» **TEXTAUSZUG**:

____________

In dieser Erläuterung steckt eine entscheidende These, die Hegel mit vielen seiner Vorläufer teilt: Jedes Bewusstsein ist ein Wissen vom Wissen. Bewusstsein ist immer Selbstbewusstsein. Dies hat bereits Descartes behauptet,15 und alle wesentlichen neuzeitlichen Positionen sind ihm darin gefolgt. Hegel macht damit noch einmal deutlich, dass es ihm nicht darum geht, seinen Vorgängern einfach eine andere Position entgegenzusetzen. Er will vielmehr von gegebenen Positionen ausgehend eine Position entwickeln, die nicht mehr an ihren Wissensansprüchen scheitert. Das natürliche Bewusstsein ist als ein selbstverständlich erhobener Wissensanspruch ein geeigneter Ausgangspunkt, um zu diesem Punkt zu gelangen.

____________

» **DATEN ZUR AUFGABE**:
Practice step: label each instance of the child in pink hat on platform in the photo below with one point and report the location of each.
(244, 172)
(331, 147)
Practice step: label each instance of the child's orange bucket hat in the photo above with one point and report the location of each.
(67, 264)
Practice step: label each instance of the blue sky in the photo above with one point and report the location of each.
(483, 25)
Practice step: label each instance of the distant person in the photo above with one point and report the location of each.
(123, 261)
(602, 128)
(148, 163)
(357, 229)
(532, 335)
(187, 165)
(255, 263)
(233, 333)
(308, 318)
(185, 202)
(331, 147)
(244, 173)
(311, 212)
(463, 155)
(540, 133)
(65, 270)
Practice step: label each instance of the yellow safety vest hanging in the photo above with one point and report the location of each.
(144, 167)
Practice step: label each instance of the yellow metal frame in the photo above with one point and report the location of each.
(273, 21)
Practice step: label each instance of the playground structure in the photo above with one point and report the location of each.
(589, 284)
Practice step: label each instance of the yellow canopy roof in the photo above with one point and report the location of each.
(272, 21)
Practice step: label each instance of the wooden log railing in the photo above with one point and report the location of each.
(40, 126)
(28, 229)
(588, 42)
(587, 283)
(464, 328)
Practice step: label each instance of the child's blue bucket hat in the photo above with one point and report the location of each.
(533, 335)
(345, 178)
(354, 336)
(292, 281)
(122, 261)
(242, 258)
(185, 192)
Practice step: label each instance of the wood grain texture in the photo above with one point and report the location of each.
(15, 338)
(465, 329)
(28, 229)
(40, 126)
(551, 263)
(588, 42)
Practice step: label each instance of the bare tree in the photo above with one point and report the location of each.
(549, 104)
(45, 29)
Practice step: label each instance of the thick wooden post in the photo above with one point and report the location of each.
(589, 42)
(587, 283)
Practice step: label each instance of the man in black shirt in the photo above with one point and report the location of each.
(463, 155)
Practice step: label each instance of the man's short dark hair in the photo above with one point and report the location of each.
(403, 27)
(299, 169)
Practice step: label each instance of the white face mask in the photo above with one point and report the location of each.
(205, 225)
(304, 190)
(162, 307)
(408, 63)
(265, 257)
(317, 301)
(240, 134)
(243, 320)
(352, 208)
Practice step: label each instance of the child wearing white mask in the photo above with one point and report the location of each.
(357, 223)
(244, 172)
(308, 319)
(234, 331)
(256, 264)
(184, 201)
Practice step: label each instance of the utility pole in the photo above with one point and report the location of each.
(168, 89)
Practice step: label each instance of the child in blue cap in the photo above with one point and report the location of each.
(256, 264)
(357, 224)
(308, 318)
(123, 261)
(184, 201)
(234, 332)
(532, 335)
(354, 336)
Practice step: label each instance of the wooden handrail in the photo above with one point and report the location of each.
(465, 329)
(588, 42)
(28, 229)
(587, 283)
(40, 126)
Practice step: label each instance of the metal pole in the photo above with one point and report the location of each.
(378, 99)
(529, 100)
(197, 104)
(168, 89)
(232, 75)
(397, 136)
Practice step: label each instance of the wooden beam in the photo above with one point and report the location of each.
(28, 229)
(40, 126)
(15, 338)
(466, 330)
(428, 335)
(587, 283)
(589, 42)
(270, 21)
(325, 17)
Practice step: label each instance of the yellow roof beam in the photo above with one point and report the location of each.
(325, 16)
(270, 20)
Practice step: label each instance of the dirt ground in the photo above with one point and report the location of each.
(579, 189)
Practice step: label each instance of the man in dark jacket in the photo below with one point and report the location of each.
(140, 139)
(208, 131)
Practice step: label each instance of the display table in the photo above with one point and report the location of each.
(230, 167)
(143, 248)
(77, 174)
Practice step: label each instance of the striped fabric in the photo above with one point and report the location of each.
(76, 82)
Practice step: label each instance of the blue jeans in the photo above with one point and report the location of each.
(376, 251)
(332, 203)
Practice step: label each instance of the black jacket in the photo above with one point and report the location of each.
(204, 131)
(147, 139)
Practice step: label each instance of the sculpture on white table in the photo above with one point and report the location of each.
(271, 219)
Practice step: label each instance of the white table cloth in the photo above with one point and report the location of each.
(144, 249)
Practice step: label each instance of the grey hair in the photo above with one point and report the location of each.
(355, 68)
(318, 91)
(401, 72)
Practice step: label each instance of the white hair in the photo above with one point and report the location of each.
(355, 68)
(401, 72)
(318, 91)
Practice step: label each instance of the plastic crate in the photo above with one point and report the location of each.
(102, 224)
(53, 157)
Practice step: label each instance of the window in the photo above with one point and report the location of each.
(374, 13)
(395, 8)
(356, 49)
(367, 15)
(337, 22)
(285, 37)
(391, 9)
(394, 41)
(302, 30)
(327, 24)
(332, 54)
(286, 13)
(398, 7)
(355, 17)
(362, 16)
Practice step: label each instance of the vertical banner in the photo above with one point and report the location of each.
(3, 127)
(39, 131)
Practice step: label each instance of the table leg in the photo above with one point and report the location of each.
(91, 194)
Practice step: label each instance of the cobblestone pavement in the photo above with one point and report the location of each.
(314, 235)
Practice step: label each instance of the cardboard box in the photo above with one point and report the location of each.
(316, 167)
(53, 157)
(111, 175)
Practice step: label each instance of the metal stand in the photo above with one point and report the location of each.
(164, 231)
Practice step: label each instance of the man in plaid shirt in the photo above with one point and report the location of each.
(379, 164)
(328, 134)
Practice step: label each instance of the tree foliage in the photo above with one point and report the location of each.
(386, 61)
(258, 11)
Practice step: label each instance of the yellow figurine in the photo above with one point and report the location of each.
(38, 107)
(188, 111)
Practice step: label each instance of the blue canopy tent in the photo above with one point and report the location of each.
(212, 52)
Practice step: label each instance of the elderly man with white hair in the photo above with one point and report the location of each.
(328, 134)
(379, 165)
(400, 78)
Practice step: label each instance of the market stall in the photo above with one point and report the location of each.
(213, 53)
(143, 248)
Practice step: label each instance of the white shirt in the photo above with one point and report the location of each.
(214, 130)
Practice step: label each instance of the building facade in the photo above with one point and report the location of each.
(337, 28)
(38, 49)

____________

» **AUFGABENBLOCK**:
**a.** Welche These teilt Hegel laut dem Textauszug mit vielen seiner Vorläufer?
**b.** Schreibe die Datensätze von der Zeile mit "Practice step: label each instance of the market" bis einschließlich der letzten Zeile der Datensätze neu und ersetze darin "Practice step" durch "Training step". Alles andere bleibt unverändert.
Die Datensätze stehen in keinem Zusammenhang mit dem Textauszug.

» **ENDERGEBNISSE**:
**a.** Jedes Bewusstsein ist ein Wissen vom Wissen.

**b.**
Training step: label each instance of the market stall in the photo above with one point and report the location of each.
(213, 53)
(143, 248)
Training step: label each instance of the white shirt in the photo above with one point and report the location of each.
(214, 130)
Training step: label each instance of the building facade in the photo above with one point and report the location of each.
(337, 28)
(38, 49)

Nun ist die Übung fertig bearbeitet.